**Problem statement**
Extract every line starting at the line that contains "slice with white" and ending with the final line of the data, inclusive; give only those lines, word for word.

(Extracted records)
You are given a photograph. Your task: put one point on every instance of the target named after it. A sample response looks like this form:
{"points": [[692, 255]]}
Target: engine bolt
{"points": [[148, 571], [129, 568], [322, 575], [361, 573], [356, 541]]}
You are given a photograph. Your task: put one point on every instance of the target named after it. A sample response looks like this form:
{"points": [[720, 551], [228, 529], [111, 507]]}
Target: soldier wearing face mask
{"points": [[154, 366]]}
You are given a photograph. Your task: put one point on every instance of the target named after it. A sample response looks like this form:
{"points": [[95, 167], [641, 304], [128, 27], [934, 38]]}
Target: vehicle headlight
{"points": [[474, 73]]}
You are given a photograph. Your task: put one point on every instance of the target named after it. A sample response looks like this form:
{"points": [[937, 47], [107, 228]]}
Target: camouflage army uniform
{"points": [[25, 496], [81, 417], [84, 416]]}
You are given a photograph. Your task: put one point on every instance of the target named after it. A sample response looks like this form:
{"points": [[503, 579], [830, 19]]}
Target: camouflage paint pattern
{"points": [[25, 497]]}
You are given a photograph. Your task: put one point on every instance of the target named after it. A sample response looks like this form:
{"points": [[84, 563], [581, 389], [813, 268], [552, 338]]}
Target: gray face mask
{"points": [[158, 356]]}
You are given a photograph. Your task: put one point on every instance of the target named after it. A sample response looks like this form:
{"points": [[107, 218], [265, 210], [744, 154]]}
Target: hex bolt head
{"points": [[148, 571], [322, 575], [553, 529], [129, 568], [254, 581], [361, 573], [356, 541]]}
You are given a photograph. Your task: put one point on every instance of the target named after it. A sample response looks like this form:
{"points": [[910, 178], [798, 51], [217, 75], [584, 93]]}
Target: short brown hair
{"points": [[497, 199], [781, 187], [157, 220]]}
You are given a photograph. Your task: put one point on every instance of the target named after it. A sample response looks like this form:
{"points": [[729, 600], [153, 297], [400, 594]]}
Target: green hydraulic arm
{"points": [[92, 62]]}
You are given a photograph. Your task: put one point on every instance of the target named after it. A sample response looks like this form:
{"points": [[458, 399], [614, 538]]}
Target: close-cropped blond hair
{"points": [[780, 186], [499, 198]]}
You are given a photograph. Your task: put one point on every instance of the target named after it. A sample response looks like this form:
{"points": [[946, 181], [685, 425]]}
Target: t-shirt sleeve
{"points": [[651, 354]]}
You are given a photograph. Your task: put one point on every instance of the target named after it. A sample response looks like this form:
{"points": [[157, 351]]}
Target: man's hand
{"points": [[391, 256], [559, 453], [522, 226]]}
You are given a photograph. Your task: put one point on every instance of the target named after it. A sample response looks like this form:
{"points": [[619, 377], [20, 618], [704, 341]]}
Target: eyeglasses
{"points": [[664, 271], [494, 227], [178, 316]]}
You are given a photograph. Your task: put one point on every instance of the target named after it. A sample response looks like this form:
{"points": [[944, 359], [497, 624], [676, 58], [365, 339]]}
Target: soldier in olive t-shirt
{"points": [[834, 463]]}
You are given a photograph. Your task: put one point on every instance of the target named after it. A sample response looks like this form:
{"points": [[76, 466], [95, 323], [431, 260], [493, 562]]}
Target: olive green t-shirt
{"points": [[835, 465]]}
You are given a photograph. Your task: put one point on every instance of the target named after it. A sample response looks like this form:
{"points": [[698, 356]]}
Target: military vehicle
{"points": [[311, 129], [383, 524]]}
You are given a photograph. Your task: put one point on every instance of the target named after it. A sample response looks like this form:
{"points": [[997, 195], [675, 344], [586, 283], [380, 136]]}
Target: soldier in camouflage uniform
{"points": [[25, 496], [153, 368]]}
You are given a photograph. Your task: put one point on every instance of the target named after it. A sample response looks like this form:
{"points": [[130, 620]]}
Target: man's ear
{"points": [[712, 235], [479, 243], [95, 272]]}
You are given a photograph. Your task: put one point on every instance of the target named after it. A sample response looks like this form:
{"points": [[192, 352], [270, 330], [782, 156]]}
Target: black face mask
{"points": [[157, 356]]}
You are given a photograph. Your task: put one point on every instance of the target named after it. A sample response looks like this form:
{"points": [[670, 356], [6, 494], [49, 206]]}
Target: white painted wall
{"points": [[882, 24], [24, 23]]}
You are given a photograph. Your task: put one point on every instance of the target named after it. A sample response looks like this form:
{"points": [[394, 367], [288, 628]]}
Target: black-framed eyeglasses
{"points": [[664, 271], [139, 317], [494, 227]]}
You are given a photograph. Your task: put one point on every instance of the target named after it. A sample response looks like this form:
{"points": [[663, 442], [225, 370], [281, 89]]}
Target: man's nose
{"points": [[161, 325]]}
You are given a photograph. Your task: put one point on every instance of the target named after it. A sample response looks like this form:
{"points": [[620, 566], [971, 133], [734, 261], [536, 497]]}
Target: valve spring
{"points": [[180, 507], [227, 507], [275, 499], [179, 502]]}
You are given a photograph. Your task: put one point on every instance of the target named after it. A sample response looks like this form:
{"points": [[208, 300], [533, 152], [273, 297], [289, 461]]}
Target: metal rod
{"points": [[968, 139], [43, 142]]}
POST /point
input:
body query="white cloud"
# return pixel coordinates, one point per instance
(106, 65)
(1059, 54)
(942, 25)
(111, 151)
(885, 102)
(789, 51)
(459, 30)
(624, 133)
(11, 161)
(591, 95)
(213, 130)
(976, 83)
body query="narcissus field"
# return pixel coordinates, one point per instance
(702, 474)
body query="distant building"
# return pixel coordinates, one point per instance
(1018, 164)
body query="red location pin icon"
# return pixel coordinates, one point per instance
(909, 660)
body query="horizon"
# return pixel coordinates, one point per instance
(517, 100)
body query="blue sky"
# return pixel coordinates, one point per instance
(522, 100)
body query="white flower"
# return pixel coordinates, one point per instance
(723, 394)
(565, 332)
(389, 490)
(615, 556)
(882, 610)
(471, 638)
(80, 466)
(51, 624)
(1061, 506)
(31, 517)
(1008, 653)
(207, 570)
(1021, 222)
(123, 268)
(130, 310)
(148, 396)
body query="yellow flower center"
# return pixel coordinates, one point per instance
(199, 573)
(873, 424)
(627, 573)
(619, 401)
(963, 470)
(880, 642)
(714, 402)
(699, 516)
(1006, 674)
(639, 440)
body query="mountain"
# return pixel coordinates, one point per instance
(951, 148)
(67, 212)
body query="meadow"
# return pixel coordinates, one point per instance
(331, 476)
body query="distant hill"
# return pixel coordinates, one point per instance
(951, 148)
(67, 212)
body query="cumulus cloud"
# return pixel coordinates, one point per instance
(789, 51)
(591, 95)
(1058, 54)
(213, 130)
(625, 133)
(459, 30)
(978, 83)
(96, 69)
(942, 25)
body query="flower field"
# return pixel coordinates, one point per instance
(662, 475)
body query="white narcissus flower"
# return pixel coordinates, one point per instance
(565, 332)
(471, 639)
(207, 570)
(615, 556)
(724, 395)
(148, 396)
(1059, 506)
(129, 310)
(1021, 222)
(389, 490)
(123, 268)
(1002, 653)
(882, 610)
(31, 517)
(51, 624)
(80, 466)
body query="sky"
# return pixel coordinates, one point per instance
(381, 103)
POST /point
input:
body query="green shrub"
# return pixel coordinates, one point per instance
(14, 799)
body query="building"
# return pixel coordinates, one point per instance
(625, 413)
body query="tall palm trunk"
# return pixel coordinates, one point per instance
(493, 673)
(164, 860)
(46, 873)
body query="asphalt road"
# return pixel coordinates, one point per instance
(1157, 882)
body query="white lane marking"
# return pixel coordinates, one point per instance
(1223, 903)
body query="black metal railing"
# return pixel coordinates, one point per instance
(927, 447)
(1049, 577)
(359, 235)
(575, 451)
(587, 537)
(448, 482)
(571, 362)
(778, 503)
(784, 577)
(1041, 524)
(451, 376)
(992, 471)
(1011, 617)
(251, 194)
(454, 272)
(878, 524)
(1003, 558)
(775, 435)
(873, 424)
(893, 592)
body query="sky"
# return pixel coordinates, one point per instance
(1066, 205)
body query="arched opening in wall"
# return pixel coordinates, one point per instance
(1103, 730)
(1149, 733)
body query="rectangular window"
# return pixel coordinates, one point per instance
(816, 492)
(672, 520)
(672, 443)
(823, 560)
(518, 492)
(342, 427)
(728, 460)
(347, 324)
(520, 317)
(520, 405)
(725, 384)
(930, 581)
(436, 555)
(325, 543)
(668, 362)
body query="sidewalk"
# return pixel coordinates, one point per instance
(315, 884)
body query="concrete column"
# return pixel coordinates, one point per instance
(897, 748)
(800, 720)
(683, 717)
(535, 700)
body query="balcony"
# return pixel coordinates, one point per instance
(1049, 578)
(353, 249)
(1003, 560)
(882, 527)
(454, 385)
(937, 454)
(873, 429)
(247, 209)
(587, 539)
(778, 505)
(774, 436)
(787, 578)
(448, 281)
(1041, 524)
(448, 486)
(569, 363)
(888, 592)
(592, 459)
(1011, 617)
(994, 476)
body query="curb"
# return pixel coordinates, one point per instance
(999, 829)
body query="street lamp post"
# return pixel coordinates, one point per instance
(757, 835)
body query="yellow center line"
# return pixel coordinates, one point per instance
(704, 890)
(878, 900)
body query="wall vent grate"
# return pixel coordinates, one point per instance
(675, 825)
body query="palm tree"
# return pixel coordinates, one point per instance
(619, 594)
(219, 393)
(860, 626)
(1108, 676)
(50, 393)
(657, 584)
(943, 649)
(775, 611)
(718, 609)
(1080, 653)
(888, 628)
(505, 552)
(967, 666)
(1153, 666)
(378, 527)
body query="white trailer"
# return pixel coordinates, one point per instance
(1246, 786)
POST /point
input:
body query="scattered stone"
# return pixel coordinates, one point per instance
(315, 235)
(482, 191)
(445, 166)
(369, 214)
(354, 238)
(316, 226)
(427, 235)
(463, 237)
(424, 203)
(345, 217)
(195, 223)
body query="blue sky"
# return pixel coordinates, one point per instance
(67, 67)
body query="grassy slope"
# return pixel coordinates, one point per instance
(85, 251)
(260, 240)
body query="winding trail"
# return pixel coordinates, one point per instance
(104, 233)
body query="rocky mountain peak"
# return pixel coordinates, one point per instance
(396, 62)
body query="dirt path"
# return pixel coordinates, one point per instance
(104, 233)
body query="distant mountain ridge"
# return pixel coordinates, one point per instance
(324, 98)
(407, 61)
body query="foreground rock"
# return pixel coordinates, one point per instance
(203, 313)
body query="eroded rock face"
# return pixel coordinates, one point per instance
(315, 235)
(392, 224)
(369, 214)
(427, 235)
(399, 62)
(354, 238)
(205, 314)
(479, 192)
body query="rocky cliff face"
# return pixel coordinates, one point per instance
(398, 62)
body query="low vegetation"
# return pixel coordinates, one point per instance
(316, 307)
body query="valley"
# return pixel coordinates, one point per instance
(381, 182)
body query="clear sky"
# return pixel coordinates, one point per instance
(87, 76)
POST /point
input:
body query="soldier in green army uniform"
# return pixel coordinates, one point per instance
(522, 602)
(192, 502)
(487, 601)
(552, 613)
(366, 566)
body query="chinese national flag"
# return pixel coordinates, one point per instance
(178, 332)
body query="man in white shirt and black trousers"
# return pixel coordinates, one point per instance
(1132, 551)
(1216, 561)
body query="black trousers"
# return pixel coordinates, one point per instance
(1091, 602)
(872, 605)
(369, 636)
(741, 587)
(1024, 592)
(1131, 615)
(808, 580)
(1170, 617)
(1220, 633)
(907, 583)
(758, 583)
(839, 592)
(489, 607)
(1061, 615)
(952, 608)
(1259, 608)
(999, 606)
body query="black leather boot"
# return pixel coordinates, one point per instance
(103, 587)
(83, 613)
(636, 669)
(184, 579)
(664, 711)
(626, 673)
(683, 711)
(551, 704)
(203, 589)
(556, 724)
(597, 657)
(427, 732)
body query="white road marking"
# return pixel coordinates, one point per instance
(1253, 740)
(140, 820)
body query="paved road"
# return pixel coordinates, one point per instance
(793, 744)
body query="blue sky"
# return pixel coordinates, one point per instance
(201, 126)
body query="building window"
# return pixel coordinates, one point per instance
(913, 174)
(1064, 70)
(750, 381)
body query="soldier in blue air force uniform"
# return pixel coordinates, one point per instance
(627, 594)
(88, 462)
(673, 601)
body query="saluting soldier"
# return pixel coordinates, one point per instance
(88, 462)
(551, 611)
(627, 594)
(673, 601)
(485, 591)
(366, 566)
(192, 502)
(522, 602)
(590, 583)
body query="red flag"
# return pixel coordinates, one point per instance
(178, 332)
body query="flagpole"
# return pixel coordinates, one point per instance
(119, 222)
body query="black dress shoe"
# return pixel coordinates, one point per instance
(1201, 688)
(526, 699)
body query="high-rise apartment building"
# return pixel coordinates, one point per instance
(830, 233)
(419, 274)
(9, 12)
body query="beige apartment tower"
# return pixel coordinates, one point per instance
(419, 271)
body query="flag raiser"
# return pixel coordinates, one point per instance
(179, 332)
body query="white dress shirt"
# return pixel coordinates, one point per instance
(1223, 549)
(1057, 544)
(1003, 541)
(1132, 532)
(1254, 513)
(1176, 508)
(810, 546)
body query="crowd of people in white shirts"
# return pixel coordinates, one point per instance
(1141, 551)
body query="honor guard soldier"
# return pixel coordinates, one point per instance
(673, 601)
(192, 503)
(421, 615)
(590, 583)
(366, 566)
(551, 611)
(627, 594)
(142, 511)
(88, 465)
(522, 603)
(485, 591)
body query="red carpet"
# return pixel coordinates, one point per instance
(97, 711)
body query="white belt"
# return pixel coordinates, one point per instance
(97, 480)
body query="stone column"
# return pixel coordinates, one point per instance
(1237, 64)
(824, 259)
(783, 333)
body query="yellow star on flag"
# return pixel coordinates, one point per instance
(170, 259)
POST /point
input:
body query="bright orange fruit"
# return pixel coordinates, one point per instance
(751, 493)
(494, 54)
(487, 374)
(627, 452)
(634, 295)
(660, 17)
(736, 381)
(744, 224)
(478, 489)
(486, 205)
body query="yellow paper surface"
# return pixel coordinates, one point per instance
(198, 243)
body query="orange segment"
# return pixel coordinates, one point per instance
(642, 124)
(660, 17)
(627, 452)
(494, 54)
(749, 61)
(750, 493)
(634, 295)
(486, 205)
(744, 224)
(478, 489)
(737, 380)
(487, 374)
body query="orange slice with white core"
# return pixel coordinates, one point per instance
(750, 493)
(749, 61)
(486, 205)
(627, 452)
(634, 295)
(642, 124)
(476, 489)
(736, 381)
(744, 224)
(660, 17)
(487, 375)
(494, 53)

**Completed task**
body query="orange slice with white core"
# return pixel coordinates, one point per instance
(750, 493)
(749, 61)
(486, 205)
(627, 452)
(634, 295)
(642, 124)
(476, 489)
(736, 381)
(744, 224)
(660, 17)
(487, 375)
(494, 53)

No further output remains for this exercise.